--- START ---
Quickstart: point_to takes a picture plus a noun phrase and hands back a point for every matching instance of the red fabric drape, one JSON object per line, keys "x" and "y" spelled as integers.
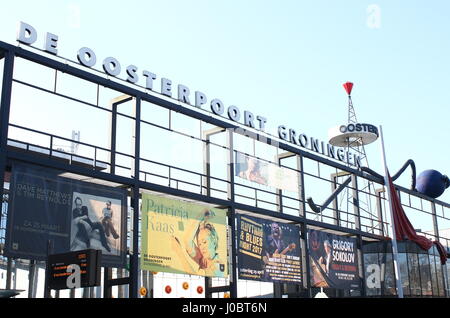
{"x": 404, "y": 229}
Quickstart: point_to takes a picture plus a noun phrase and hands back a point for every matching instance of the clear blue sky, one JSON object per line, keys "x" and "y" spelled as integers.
{"x": 285, "y": 60}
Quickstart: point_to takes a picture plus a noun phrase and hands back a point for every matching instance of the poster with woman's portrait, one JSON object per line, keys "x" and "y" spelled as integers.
{"x": 183, "y": 237}
{"x": 96, "y": 223}
{"x": 333, "y": 261}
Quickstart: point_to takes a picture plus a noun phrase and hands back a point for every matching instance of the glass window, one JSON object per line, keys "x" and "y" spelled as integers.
{"x": 440, "y": 276}
{"x": 403, "y": 265}
{"x": 373, "y": 274}
{"x": 414, "y": 276}
{"x": 425, "y": 275}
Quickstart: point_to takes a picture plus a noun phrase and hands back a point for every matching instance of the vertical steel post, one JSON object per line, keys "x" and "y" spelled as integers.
{"x": 31, "y": 277}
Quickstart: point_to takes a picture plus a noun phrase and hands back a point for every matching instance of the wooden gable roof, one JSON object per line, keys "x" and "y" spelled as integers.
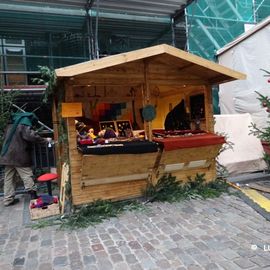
--- END ---
» **TASK BRIEF**:
Please reproduce the whole listing exactly; the pictures stay out.

» **FINAL ANSWER**:
Quickstart: point_to takes a picture plus a noun phrase and hands back a point for every matching instance of the red fabric drape, one JSON object per line, keys "x" and "y" spelled as integers.
{"x": 404, "y": 229}
Quickstart: point_to takes a picture plus a noun phrase and hands back a point for every matching instance of the clear blue sky, one JSON object per line, keys "x" and "y" spelled as integers.
{"x": 285, "y": 60}
Quickstart: point_to takes a picture plus a noun phrase and hands back a point for every matching instance of the poster with woman's portrait, one JSON object per line, keys "x" and "y" spelled as integers.
{"x": 183, "y": 237}
{"x": 96, "y": 223}
{"x": 333, "y": 261}
Quickstart: point_to takes a picture plus a noun phrase and hands back a point for every matching instance of the glass window, one JSON object per line, keys "x" and "y" spelled as integers.
{"x": 440, "y": 276}
{"x": 403, "y": 265}
{"x": 373, "y": 274}
{"x": 414, "y": 276}
{"x": 425, "y": 275}
Quickstart: point_to takes a picture plus a noun phrase and hands back a point for every matching instance of the vertical steel post, one JSON object per line, keys "x" and "y" spelled as integers.
{"x": 31, "y": 277}
Quickstart: point_to takes a picture plus a noun phrase and hands back a point for every matching instance of the wooden gable roof, one JSON object per line, keys "x" and "y" spelled as integers.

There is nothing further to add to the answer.